- _Task to complete_: Copy the Salt Lake Valley excerpt below word for word, from start to finish.

JOSH ACTED LIKE A CULT LEADER; NOT THAT HE HAD ANY TRUE FOLLOWERS, BUT HE THOUGHT EVERYONE SHOULD BELIEVE IN HIS REALITY.

—Chuck Cox, father of Susan Cox Powell, who's missing and presumed killed by her husband

Scads of houses in the massive pancake expanse of the Salt Lake Valley race west toward the foothills of the snow-peaked Oquirrh Mountains in Utah like jet-powered cars on the Bonneville Salt Flats. Save for a scattered, nomadic Ute settlement or a fur trapper's camp, the vast, 500-square-mile valley was empty when Brigham Young and his 148-person advance team of Latter-Day Saints arrived in 1847 to found what would soon be a massive religious settlement. The pregnant wife of Brigham's brother Lorenzo felt heartsick upon seeing the lonely, empty land as the faithful emerged from Emigration Valley on their trek to escape persecution from the east. But that didn't dissuade Brigham. “It is enough. This is the right place,” he declared.
1
He was transfixed. The Mormon leader had “seen the valley before in vision, and upon this occasion he saw the future glory of Zion and of Israel,” wrote an apostle. If the space was inhospitable, all the better, Brigham believed. It would dissuade settlement by the persecuting “Gentiles” the Mormons were fleeing. In line with their vision that Utah was the Promised Land, the Latter-Day Saints named the river that bisected the great valley after the Jordan River and set off a massive exodus of Mormons—nearly one million in a century—that would result in America's nearest example of a religious state. But even 165 years later, the jumbled developments, ribbons of highways, and hundreds of thousands of residents barely make a dent in an
overwhelming sense of limitlessness and stark-raving blue sky in the heart of the vast space of the western United States.

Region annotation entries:
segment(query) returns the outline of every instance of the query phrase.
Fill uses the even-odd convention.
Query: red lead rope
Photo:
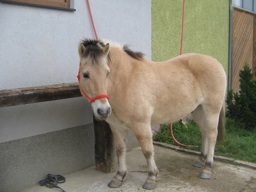
[[[81,63],[80,63],[80,65],[81,65]],[[97,96],[94,98],[91,98],[90,97],[89,97],[88,95],[87,95],[84,92],[84,90],[82,88],[82,87],[81,87],[81,85],[80,84],[80,66],[79,66],[79,70],[78,70],[78,75],[77,76],[77,79],[78,79],[78,82],[79,83],[79,87],[80,88],[80,89],[81,90],[81,91],[82,91],[82,92],[84,95],[84,96],[85,97],[86,97],[87,98],[88,98],[89,99],[90,99],[90,100],[91,101],[91,103],[92,103],[95,100],[98,99],[99,99],[100,98],[108,98],[108,99],[109,99],[109,98],[110,98],[110,97],[109,97],[109,96],[107,94],[101,94],[101,95],[99,95],[98,96]]]

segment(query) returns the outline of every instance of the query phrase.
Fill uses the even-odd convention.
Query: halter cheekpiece
[[[95,100],[99,99],[100,98],[107,98],[108,99],[109,99],[110,97],[107,94],[101,94],[100,95],[94,98],[91,98],[88,95],[86,94],[84,92],[82,87],[81,87],[81,85],[80,84],[80,66],[81,65],[81,62],[80,62],[80,64],[79,65],[79,70],[78,70],[78,75],[77,76],[77,79],[78,79],[78,83],[79,84],[79,87],[80,88],[80,89],[81,90],[83,94],[88,98],[91,101],[91,103],[92,103]]]

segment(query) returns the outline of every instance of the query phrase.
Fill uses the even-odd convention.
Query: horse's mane
[[[115,47],[119,48],[125,52],[128,55],[132,57],[141,60],[144,58],[145,54],[141,52],[133,51],[129,48],[128,45],[125,44],[121,46],[121,44],[116,43],[112,43],[108,40],[92,40],[90,39],[85,39],[82,40],[81,43],[85,47],[87,48],[86,50],[83,53],[83,56],[85,57],[91,57],[92,61],[95,61],[97,57],[101,57],[101,56],[104,55],[102,48],[107,44],[109,43],[110,47]],[[110,54],[108,54],[108,59],[110,59]]]

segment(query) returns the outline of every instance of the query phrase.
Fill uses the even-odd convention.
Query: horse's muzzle
[[[104,120],[111,113],[111,107],[107,101],[103,104],[99,100],[95,101],[92,103],[93,113],[98,120]]]
[[[98,120],[104,120],[108,118],[110,113],[111,113],[111,108],[110,107],[107,109],[99,108],[97,111],[97,116],[96,114],[94,114],[94,115]]]

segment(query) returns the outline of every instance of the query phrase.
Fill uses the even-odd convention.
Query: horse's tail
[[[225,126],[226,124],[225,106],[226,101],[224,100],[219,113],[218,125],[218,141],[221,142],[224,142],[225,137]]]

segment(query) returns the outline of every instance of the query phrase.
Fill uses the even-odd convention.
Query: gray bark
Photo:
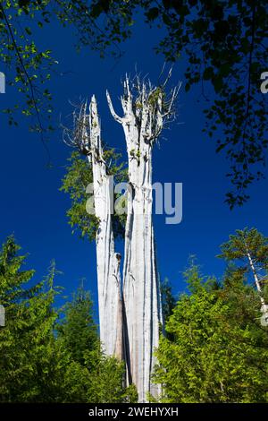
[[[138,96],[133,99],[128,77],[125,80],[121,99],[123,117],[114,112],[108,92],[107,100],[113,118],[122,125],[129,161],[130,188],[123,268],[128,379],[136,384],[139,401],[146,402],[147,392],[155,396],[161,391],[159,385],[152,383],[151,374],[163,323],[152,221],[152,149],[165,117],[172,113],[178,90],[172,92],[163,109],[163,92],[150,83],[136,82]]]

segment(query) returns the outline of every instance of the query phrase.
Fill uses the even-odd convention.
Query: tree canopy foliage
[[[223,282],[185,272],[182,294],[156,351],[155,381],[162,402],[267,402],[268,331],[244,273],[232,268]]]
[[[256,229],[238,231],[265,238]],[[249,234],[251,233],[251,234]],[[264,256],[263,241],[255,249]],[[80,286],[60,309],[54,263],[41,281],[25,270],[13,237],[0,252],[0,402],[135,402],[122,386],[124,367],[105,357],[92,300]],[[258,291],[239,260],[222,279],[202,275],[195,261],[184,272],[188,291],[175,300],[163,283],[165,330],[155,349],[154,382],[161,402],[267,402],[268,330],[260,323]],[[267,249],[265,251],[267,259]]]

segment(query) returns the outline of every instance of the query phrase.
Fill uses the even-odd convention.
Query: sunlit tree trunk
[[[93,175],[94,209],[88,209],[88,211],[94,212],[97,219],[96,248],[100,339],[106,355],[122,359],[121,255],[114,249],[112,223],[113,181],[107,175],[103,156],[100,121],[95,96],[90,102],[89,113],[85,104],[81,107],[80,115],[74,116],[74,119],[71,144],[87,155]]]
[[[107,99],[113,116],[122,125],[129,161],[123,268],[128,378],[136,384],[139,401],[146,402],[147,392],[155,396],[160,392],[150,379],[163,322],[152,222],[152,149],[165,116],[163,91],[150,83],[139,83],[138,79],[136,82],[137,96],[133,98],[128,77],[125,80],[123,117],[115,114],[108,93]],[[175,96],[176,90],[172,102]]]

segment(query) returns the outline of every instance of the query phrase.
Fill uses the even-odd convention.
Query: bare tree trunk
[[[133,99],[127,77],[121,97],[123,117],[115,114],[108,92],[107,100],[113,116],[122,125],[129,159],[130,188],[123,268],[128,378],[136,384],[139,401],[146,402],[147,392],[155,396],[160,392],[160,386],[153,384],[150,377],[163,322],[152,222],[152,148],[177,90],[172,92],[166,112],[161,90],[153,89],[150,83],[140,84],[137,78],[137,91]]]
[[[98,220],[96,235],[100,339],[106,355],[123,357],[121,255],[114,250],[112,212],[113,181],[106,170],[101,143],[96,101],[92,97],[74,114],[74,131],[67,142],[87,155],[93,173],[94,209]],[[90,192],[91,193],[91,192]],[[92,192],[93,193],[93,192]]]
[[[245,243],[245,245],[246,245],[246,243]],[[261,301],[261,305],[262,305],[261,312],[263,314],[263,316],[261,318],[261,322],[264,326],[267,326],[268,325],[268,305],[265,304],[265,300],[264,300],[264,298],[262,295],[263,291],[262,291],[262,288],[261,288],[261,283],[260,283],[260,280],[258,279],[256,270],[255,268],[252,257],[250,255],[250,253],[249,253],[249,250],[248,250],[247,245],[246,245],[246,249],[247,249],[247,259],[248,259],[248,262],[249,262],[249,266],[250,266],[250,269],[252,271],[254,280],[255,280],[257,291],[258,291],[259,296],[260,296],[260,301]]]

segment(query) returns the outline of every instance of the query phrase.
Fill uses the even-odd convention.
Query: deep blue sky
[[[163,57],[156,56],[153,47],[161,31],[138,23],[131,40],[122,46],[125,55],[114,62],[109,56],[100,59],[88,49],[77,55],[71,29],[59,30],[56,25],[49,28],[40,30],[39,43],[53,50],[59,61],[59,73],[70,72],[54,76],[50,85],[55,122],[59,122],[60,115],[66,116],[72,111],[69,100],[76,102],[80,97],[95,93],[103,138],[124,153],[122,130],[109,114],[105,89],[109,89],[120,112],[117,98],[126,72],[133,73],[137,65],[143,73],[149,73],[152,81],[157,79]],[[183,59],[176,64],[172,83],[184,82],[185,65]],[[205,274],[221,276],[224,264],[215,255],[229,234],[236,228],[255,226],[267,235],[267,181],[255,184],[250,190],[251,200],[243,208],[230,211],[223,203],[229,188],[224,176],[227,162],[223,155],[215,154],[213,140],[202,133],[204,104],[202,100],[198,103],[198,87],[189,93],[181,89],[177,123],[163,133],[154,156],[155,180],[183,183],[182,222],[165,225],[164,217],[155,219],[159,270],[162,278],[170,279],[174,292],[185,288],[181,271],[189,254],[197,256]],[[7,89],[6,94],[0,96],[1,108],[10,101],[18,101],[18,94]],[[51,137],[54,168],[46,169],[44,149],[38,135],[29,133],[25,119],[21,118],[19,128],[13,128],[1,114],[0,125],[1,241],[13,233],[23,251],[29,253],[28,266],[35,268],[39,278],[55,259],[63,272],[57,283],[65,287],[68,294],[76,288],[80,279],[86,278],[87,288],[96,301],[95,245],[71,235],[65,216],[70,202],[58,191],[71,152],[62,142],[61,132]]]

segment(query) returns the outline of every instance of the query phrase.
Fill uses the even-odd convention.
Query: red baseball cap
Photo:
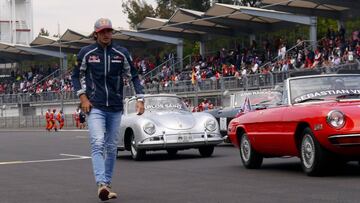
[[[100,18],[94,24],[94,32],[100,32],[104,29],[113,30],[111,21],[107,18]]]

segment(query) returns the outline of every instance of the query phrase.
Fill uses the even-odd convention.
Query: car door
[[[253,137],[254,147],[262,152],[272,153],[280,146],[283,131],[282,107],[274,107],[256,110],[253,113],[253,121],[247,126],[248,133]]]

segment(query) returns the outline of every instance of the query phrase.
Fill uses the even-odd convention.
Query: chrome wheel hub
[[[136,147],[135,147],[135,140],[131,141],[131,152],[132,152],[133,155],[136,156],[136,154],[137,154],[137,149],[136,149]]]
[[[315,160],[314,140],[309,134],[306,134],[301,144],[301,158],[306,168],[311,168]]]
[[[240,150],[241,150],[241,156],[244,159],[244,161],[249,161],[251,155],[251,145],[246,136],[243,136],[241,138]]]

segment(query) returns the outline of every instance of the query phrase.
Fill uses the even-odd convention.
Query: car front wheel
[[[145,150],[138,149],[136,147],[135,136],[132,135],[132,137],[131,137],[131,156],[132,156],[132,158],[136,161],[140,161],[140,160],[144,159],[145,155],[146,155]]]
[[[248,169],[260,168],[263,162],[263,157],[253,149],[246,134],[241,136],[240,157],[243,165]]]
[[[168,155],[169,155],[170,157],[175,157],[176,154],[177,154],[177,152],[178,152],[177,149],[167,149],[166,151],[168,152]]]
[[[329,163],[329,157],[325,149],[315,139],[310,128],[303,131],[300,145],[301,166],[308,176],[321,176]]]
[[[214,146],[205,146],[199,148],[202,157],[210,157],[214,152]]]

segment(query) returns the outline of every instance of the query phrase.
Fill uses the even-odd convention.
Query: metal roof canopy
[[[234,30],[228,26],[201,20],[204,12],[179,8],[170,17],[165,25],[174,25],[174,27],[192,31],[212,33],[216,35],[233,35]]]
[[[169,20],[147,17],[140,23],[138,30],[166,36],[182,35],[200,41],[206,35],[253,34],[286,28],[294,23],[313,24],[309,16],[216,3],[205,13],[178,9]]]
[[[131,31],[129,31],[131,33]],[[78,53],[79,50],[87,46],[89,44],[94,43],[93,34],[84,34],[81,32],[77,32],[71,29],[66,30],[66,32],[61,36],[61,47],[64,49],[64,52],[69,53]],[[141,36],[133,36],[133,35],[127,35],[124,34],[123,30],[114,30],[113,33],[113,41],[121,44],[122,46],[128,47],[128,48],[140,48],[140,47],[156,47],[161,46],[162,42],[156,41],[153,39],[147,39],[146,37]],[[39,47],[45,47],[45,49],[50,50],[59,50],[59,41],[55,41],[52,43],[38,43],[36,44],[34,42],[32,45],[37,45]]]
[[[296,14],[335,18],[338,20],[360,17],[360,4],[357,0],[262,0],[271,8]]]
[[[187,38],[187,39],[194,39],[194,40],[201,40],[202,36],[205,34],[204,32],[189,32],[185,31],[181,28],[175,27],[164,27],[168,22],[167,19],[161,18],[151,18],[146,17],[138,26],[137,30],[139,32],[155,34],[155,35],[162,35],[162,36],[169,36],[169,37],[176,37],[176,38]]]
[[[145,18],[138,29],[147,33],[173,36],[175,33],[197,33],[200,36],[183,35],[184,38],[201,41],[212,35],[236,36],[259,31],[275,31],[294,26],[309,25],[310,40],[316,42],[317,18],[261,8],[216,3],[204,12],[178,9],[169,20]],[[313,44],[315,47],[315,44]],[[202,51],[203,52],[203,51]]]
[[[259,31],[276,31],[294,26],[294,23],[312,25],[310,16],[219,3],[205,13],[205,17],[214,16],[223,17],[209,19],[209,21],[232,27],[238,30],[236,31],[238,33],[253,34]]]

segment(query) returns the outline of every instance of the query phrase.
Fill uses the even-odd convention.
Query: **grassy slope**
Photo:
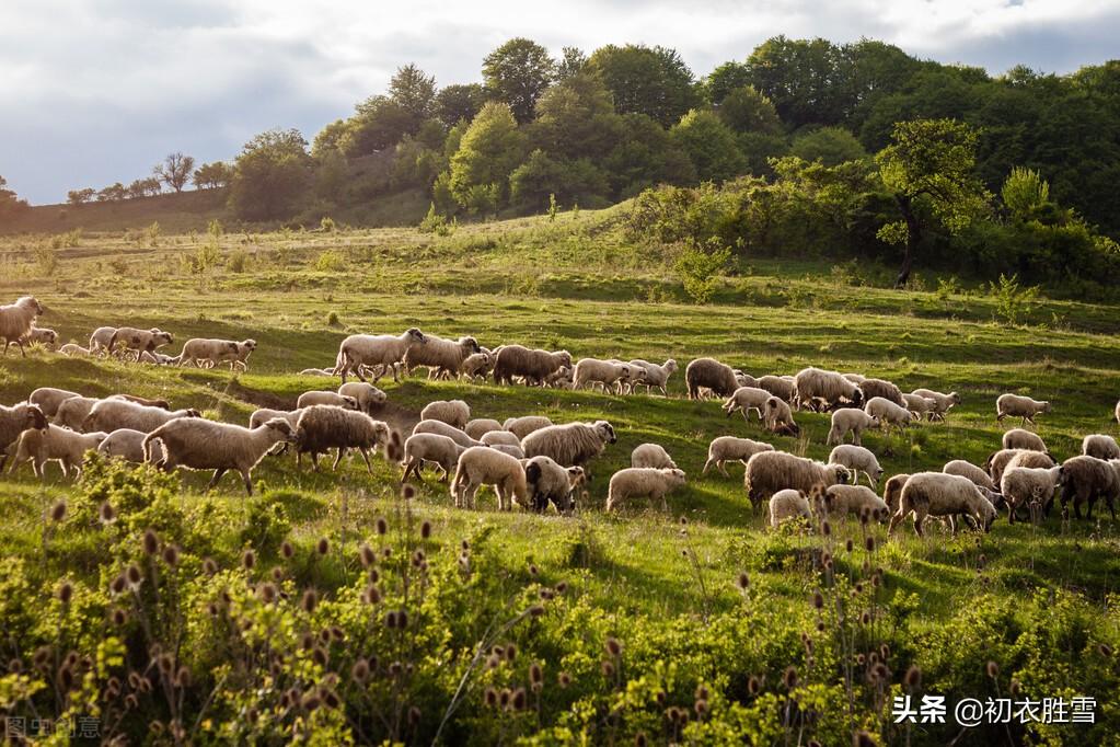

- _Result of the exercise_:
JOSH ACTED LIKE A CULT LEADER; NOT THAT HE HAD ANY TRUE FOLLOWERS, BUT HE THOUGHT EVERYONE SHOULD BELIEVE IN HIS REALITY.

—Chuck Cox, father of Susan Cox Powell, who's missing and presumed killed by her husband

Scads of houses in the massive pancake expanse of the Salt Lake Valley race west toward the foothills of the snow-peaked Oquirrh Mountains in Utah like jet-powered cars on the Bonneville Salt Flats. Save for a scattered, nomadic Ute settlement or a fur trapper's camp, the vast, 500-square-mile valley was empty when Brigham Young and his 148-person advance team of Latter-Day Saints arrived in 1847 to found what would soon be a massive religious settlement. The pregnant wife of Brigham's brother Lorenzo felt heartsick upon seeing the lonely, empty land as the faithful emerged from Emigration Valley on their trek to escape persecution from the east. But that didn't dissuade Brigham. “It is enough. This is the right place,” he declared.
1
He was transfixed. The Mormon leader had “seen the valley before in vision, and upon this occasion he saw the future glory of Zion and of Israel,” wrote an apostle. If the space was inhospitable, all the better, Brigham believed. It would dissuade settlement by the persecuting “Gentiles” the Mormons were fleeing. In line with their vision that Utah was the Promised Land, the Latter-Day Saints named the river that bisected the great valley after the Jordan River and set off a massive exodus of Mormons—nearly one million in a century—that would result in America's nearest example of a religious state. But even 165 years later, the jumbled developments, ribbons of highways, and hundreds of thousands of residents barely make a dent in an
overwhelming sense of limitlessness and stark-raving blue sky in the heart of the vast space of the western United States.